• **What you have to do**: Please output the listing without changes, starting at its first line and ending at the line that contains "[[367, 336]]", with both of those lines included.

Excerpts of location labeling data

begin

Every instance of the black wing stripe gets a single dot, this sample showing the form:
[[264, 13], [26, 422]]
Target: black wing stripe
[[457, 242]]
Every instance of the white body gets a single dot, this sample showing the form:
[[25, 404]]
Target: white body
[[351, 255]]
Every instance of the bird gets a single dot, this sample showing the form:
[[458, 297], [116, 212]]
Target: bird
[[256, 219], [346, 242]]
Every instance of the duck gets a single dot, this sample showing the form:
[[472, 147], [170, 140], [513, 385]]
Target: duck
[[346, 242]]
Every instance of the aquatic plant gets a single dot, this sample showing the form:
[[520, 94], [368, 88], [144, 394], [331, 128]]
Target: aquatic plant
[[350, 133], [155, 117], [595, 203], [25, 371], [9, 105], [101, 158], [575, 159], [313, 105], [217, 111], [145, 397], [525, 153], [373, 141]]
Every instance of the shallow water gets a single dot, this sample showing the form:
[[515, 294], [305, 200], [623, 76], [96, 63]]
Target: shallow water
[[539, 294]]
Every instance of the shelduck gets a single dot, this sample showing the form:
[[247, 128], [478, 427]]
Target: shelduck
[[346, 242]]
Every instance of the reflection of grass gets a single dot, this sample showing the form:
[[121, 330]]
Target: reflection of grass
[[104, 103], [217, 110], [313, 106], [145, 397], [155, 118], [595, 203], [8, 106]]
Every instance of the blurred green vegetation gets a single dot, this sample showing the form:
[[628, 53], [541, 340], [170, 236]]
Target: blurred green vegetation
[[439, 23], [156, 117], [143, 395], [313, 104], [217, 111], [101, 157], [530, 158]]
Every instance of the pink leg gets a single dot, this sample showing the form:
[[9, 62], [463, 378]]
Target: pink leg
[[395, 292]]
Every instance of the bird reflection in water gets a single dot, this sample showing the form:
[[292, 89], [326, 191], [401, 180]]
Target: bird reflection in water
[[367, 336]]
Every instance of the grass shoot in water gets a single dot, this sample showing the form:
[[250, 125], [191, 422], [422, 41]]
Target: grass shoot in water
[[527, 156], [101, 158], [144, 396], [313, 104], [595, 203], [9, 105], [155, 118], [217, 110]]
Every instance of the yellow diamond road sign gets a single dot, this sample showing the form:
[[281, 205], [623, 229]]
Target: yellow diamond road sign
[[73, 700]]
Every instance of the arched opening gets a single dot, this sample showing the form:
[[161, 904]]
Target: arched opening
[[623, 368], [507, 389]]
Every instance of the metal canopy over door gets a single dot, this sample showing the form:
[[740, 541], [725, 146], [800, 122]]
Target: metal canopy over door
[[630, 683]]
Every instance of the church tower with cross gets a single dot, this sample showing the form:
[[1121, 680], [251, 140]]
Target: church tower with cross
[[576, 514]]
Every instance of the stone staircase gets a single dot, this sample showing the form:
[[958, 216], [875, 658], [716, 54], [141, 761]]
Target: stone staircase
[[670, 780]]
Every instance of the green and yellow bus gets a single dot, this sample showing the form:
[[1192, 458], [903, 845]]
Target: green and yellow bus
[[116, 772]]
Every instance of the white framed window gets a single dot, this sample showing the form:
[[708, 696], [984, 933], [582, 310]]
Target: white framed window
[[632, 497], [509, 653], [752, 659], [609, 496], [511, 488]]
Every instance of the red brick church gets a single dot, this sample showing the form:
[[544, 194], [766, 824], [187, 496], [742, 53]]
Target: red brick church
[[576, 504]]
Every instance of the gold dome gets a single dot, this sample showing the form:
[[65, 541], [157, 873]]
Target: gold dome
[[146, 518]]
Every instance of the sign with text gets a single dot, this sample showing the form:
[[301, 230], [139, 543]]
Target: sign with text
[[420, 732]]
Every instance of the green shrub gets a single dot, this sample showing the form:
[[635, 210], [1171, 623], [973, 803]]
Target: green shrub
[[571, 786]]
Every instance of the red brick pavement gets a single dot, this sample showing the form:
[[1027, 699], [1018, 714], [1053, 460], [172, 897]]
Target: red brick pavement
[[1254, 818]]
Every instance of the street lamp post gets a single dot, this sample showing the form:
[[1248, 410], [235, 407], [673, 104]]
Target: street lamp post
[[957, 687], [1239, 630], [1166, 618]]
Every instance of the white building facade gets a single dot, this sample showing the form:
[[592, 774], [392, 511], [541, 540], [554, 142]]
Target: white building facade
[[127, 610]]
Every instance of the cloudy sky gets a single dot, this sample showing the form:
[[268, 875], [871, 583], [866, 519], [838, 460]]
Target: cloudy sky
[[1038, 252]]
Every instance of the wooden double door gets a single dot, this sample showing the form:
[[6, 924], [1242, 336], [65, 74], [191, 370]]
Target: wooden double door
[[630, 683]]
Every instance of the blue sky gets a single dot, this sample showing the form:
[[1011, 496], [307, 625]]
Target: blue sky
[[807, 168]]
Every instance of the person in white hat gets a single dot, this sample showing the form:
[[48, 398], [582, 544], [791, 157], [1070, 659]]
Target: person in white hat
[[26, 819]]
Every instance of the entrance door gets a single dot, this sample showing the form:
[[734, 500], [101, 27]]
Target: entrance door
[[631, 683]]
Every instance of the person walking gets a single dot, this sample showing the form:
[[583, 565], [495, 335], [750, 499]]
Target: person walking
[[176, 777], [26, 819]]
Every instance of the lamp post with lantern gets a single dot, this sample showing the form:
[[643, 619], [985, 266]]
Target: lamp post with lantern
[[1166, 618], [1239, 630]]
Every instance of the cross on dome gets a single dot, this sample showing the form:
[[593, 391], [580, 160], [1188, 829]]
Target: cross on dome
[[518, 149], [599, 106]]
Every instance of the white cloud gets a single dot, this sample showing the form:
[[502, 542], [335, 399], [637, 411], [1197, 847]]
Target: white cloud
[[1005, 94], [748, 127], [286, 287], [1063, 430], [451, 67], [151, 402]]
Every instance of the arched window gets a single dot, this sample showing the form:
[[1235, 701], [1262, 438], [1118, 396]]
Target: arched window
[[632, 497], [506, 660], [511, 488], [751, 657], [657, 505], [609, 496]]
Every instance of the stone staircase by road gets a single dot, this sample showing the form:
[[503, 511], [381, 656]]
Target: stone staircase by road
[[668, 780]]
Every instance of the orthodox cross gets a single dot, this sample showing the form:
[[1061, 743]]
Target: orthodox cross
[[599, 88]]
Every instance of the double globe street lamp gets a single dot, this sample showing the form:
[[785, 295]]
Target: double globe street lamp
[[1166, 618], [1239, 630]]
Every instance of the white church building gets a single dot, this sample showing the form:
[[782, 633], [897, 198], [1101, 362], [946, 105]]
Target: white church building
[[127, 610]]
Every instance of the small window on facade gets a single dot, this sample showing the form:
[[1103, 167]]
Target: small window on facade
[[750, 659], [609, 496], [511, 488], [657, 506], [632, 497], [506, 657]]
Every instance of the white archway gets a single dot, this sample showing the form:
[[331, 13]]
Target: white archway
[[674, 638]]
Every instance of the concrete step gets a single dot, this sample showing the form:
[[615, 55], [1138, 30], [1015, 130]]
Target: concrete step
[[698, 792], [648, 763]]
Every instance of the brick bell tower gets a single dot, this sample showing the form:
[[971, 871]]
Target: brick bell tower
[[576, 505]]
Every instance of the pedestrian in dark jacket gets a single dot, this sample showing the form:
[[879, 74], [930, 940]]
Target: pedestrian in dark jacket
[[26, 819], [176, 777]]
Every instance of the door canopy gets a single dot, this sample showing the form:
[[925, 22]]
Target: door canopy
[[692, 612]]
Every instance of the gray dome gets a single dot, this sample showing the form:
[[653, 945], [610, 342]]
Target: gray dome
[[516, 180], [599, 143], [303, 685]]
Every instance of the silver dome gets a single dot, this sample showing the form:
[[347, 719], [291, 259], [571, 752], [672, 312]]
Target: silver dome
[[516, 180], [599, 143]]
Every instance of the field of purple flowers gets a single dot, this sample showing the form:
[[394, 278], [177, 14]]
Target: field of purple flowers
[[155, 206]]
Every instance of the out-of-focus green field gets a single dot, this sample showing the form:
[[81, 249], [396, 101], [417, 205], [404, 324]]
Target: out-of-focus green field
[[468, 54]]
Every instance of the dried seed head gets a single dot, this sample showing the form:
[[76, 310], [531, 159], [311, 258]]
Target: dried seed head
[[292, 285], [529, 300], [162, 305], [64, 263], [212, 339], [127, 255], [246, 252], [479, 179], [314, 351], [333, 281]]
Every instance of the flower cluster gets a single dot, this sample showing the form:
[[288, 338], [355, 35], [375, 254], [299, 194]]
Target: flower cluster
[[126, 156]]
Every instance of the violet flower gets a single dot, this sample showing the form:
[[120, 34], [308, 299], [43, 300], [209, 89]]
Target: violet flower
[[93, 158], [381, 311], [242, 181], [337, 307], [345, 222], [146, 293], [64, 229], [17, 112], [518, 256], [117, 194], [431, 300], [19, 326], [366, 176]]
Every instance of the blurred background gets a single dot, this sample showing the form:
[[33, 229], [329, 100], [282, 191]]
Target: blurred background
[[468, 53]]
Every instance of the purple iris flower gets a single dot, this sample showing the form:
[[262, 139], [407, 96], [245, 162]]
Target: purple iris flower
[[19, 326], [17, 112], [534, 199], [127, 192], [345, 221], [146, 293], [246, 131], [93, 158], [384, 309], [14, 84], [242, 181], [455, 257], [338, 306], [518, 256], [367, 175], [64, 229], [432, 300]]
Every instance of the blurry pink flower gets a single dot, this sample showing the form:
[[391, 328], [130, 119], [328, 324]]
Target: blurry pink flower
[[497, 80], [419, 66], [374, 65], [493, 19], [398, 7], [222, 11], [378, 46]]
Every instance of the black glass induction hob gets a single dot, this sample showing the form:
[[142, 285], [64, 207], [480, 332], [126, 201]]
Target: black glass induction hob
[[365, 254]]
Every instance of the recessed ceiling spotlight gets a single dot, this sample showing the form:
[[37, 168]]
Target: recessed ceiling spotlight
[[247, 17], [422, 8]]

end

• **Output for this exercise**:
Every instance of the black wing stripe gets a single dot, this sample showing the form:
[[264, 13], [26, 422]]
Target: black wing stripe
[[457, 242]]
Every instance of the white body gets a single dot, this sample showing the form:
[[25, 404]]
Target: white body
[[351, 255]]
Every instance of the bird gets a single dot, this sample showing the form:
[[458, 297], [116, 212]]
Target: bird
[[256, 219], [346, 242]]
Every instance of the duck gets a single dot, this sample showing the form:
[[472, 147], [170, 140], [513, 385]]
Target: duck
[[346, 242]]
Every instance of the aquatic plant gets a single dot, this sample showing the form:
[[520, 94], [368, 88], [144, 394], [331, 128]]
Target: aquatic plant
[[350, 133], [155, 117], [595, 203], [25, 371], [9, 105], [101, 158], [575, 159], [313, 105], [217, 111], [145, 397], [525, 153], [373, 141]]
Every instance of the shallow water gets a single dot, this sample showing the form:
[[515, 294], [305, 200], [623, 76], [96, 63]]
Target: shallow water
[[539, 294]]
Every instance of the shelduck gets a single dot, this sample showing the form:
[[247, 128], [478, 427]]
Target: shelduck
[[346, 242]]
Every instance of the reflection of grass gets a single dot, this sample showing the form:
[[121, 330]]
Target: reflection of grass
[[104, 103], [217, 110], [313, 106], [145, 397], [155, 118], [595, 203], [8, 106]]
Every instance of the blurred green vegetation gets a single dot, this sample showing the form:
[[628, 53], [541, 340], [170, 236]]
Target: blurred green vegetation
[[439, 23], [156, 117], [143, 395], [313, 104], [217, 111], [101, 157], [530, 158]]
Every instance of the pink leg gets a single dot, this sample showing the form:
[[9, 62], [463, 378]]
Target: pink leg
[[395, 292]]
Every instance of the bird reflection in water gets a single dot, this sample showing the form:
[[292, 89], [326, 191], [401, 180]]
Target: bird reflection in water
[[367, 336]]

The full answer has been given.